▸ Exercise prompt:
Answer these questions using the passage on computer vision below.
1. What object does Householder place behind a stack of t-shirts?
2. Which areas does the passage say the technology has ramifications across?
3. What does the passage call one major step in teaching the computer to see?

▸ Selected extract:
When Householder talks about computer vision—training devices to recognize objects through the “eyes” of their lenses—he’s electric with enthusiasm. Discussing the basics of the concept, Householder picks up a water bottle and places it behind a stack of t-shirts, leaving it partly out of view. He describes how if someone can help computers' electronic eyes fill in what’s missing, they can train computers to recognize the partly hidden water bottle again on their own.
The evolving technology has ramifications across health care, defense, apps, and even self-driving cars. It isn’t easy to implement, but where some see a challenge, Householder sees an invitation. It fascinates him to transform the complexity of natural phenomena into mathematical terms: in this case, turning the capacities of human vision into formulas. With enough practice and development, computers can recognize anything from tumors to buildings—from orbit.
Like a persistent teacher working with a child, Householder taught the computer to see, and understand what it was seeing. One major step: teach the computer to recognize an optical illusion. It’s as tricky as it sounds.

Extracted records
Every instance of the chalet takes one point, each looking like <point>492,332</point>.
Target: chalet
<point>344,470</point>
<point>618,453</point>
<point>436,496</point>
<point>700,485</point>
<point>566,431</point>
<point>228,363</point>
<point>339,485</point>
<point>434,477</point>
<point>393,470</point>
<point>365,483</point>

▸ Answer space:
1. A water bottle.
2. Health care, defense, apps, and self-driving cars.
3. Teaching the computer to recognize an optical illusion.